▶ **What the task asks**
In the records below, change every "Kindly" to "Please" and write all the lines out again with nothing else altered.
------ Input material
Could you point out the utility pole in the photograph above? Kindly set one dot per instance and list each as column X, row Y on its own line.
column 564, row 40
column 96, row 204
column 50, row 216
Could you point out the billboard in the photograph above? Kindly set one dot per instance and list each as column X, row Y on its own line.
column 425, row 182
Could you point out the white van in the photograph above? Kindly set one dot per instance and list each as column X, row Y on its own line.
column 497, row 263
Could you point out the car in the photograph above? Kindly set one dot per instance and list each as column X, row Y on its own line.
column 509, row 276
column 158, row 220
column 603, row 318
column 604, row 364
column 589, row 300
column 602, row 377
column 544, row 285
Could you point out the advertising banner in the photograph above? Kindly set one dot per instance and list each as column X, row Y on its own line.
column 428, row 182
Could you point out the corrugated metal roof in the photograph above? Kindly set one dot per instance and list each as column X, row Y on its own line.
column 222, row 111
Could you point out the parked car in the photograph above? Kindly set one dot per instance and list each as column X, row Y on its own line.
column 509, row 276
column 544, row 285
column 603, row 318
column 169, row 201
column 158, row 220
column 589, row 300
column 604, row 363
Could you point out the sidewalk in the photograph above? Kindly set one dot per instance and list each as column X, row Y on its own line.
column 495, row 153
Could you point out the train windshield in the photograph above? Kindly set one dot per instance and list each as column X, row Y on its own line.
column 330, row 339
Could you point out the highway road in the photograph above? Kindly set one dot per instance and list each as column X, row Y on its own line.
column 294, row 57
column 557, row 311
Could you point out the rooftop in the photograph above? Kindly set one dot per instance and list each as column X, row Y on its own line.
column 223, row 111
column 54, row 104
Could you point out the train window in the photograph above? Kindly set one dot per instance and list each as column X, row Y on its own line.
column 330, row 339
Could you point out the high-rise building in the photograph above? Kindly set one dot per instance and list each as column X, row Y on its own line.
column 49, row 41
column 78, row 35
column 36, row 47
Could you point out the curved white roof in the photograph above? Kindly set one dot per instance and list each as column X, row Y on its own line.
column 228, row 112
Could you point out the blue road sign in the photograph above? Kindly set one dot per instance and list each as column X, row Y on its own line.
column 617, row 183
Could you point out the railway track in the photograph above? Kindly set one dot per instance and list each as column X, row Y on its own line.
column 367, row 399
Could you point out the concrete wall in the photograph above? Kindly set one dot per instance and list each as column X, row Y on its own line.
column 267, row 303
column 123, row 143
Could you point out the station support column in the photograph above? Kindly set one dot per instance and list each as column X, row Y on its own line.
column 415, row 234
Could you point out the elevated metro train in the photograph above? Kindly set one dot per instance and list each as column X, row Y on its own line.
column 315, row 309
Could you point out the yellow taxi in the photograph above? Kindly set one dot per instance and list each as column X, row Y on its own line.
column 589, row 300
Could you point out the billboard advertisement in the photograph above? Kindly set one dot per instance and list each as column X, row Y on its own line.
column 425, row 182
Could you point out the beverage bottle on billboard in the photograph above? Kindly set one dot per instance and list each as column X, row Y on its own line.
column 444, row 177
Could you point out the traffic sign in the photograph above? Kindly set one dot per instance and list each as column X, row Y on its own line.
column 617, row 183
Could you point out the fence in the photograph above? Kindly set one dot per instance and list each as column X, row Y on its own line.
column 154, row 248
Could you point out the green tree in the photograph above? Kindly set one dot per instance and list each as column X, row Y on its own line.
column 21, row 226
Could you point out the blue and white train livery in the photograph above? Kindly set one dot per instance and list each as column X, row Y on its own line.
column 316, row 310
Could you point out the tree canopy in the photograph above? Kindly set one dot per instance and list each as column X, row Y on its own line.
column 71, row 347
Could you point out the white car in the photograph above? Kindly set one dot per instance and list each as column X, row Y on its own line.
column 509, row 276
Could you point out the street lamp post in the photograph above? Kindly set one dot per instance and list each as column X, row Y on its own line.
------------
▶ **Response**
Could you point out the utility pole in the photograph above? Please set one dot per instance and list each as column X, row Y on its own line.
column 564, row 40
column 96, row 204
column 50, row 216
Could you point out the billboard in the photograph above? Please set one dot per instance and list each as column X, row Y on its own line.
column 425, row 182
Could you point out the white van in the photograph above? Please set one dot per instance and list each as column X, row Y on its own line.
column 497, row 263
Could you point out the car in the photograph above? Please set one dot per instance and list each as column X, row Y on its own line.
column 509, row 276
column 158, row 220
column 603, row 318
column 604, row 364
column 589, row 300
column 602, row 377
column 544, row 285
Could you point out the advertising banner in the photograph above? Please set one dot per instance and list each as column X, row Y on its own line.
column 428, row 182
Could you point out the corrugated metal roof in the photograph above? Please set one dot per instance and list each as column X, row Y on its own line.
column 222, row 111
Could you point out the parked car in the photograph above? Please set one dot per instance and list each as column X, row Y on its own line.
column 509, row 276
column 544, row 285
column 603, row 318
column 169, row 201
column 158, row 220
column 589, row 300
column 604, row 363
Could you point out the sidewalk in the photograph above? Please set one dot per instance and list each as column X, row Y on its own line.
column 495, row 153
Could you point out the train windshield in the photograph above? Please set one dot per instance and list each as column X, row Y on its own line.
column 330, row 339
Could you point out the highway road in the photograph above? Please set one dot per instance and list each as column X, row Y on its own line.
column 294, row 57
column 557, row 311
Could you point out the rooftop in the photograph above? Please set one dot per instance and list each as column X, row Y on its own line.
column 223, row 111
column 54, row 104
Could you point out the train window in the photograph above? Please set one dot per instance and list each as column X, row Y on its own line.
column 330, row 339
Could you point out the high-rise building in the photograph above? Please set one dot per instance and list each as column X, row Y on its own line.
column 49, row 41
column 78, row 35
column 36, row 47
Could you point out the curved white roof in the photograph above? Please set one dot per instance and list each as column X, row Y on its own line.
column 228, row 112
Could you point out the blue road sign in the photograph above? Please set one dot per instance and list each as column X, row Y on its own line.
column 617, row 183
Could you point out the railway track in the photograph above? Please set one dot per instance and list each as column X, row Y on its own line.
column 367, row 399
Could you point out the concrete wall in the photograph above? Please set one dot per instance and list each as column X, row Y on its own line.
column 267, row 303
column 123, row 143
Could you point out the station support column in the photograph above? Please set one dot per instance and list each as column X, row Y on its own line.
column 415, row 234
Could you point out the elevated metro train in the photograph above? Please set one dot per instance and list each as column X, row Y on its own line.
column 315, row 309
Could you point out the yellow taxi in the photograph above? Please set one dot per instance and list each as column X, row Y on its own line.
column 589, row 300
Could you point out the billboard advertisement in the photograph above? Please set one dot per instance and list each as column X, row Y on its own line.
column 425, row 182
Could you point out the beverage bottle on billboard in the photograph above? Please set one dot per instance and list each as column X, row Y on its own line.
column 444, row 177
Could you point out the traffic sign in the photograph above? Please set one dot per instance and list each as column X, row Y on its own line.
column 617, row 183
Could you point out the fence in the photograph above? Please set one dot per instance and list each as column X, row Y on its own line.
column 154, row 248
Could you point out the green tree in the photograph above? Please set one dot per instance and list each as column X, row Y on its own line.
column 21, row 226
Could you point out the blue and white train livery in the photograph above? Please set one dot per instance and list each as column X, row Y on its own line.
column 316, row 310
Could you point out the tree canopy in the photograph above? Please set one dot per instance and list each as column X, row Y on its own line.
column 71, row 347
Could you point out the white car in the photograph above? Please set one dot per instance and list each as column X, row Y on its own line.
column 509, row 276
Could you point out the street lamp post in the photograph above? Please set one dot per instance and list each as column X, row Y on its own line.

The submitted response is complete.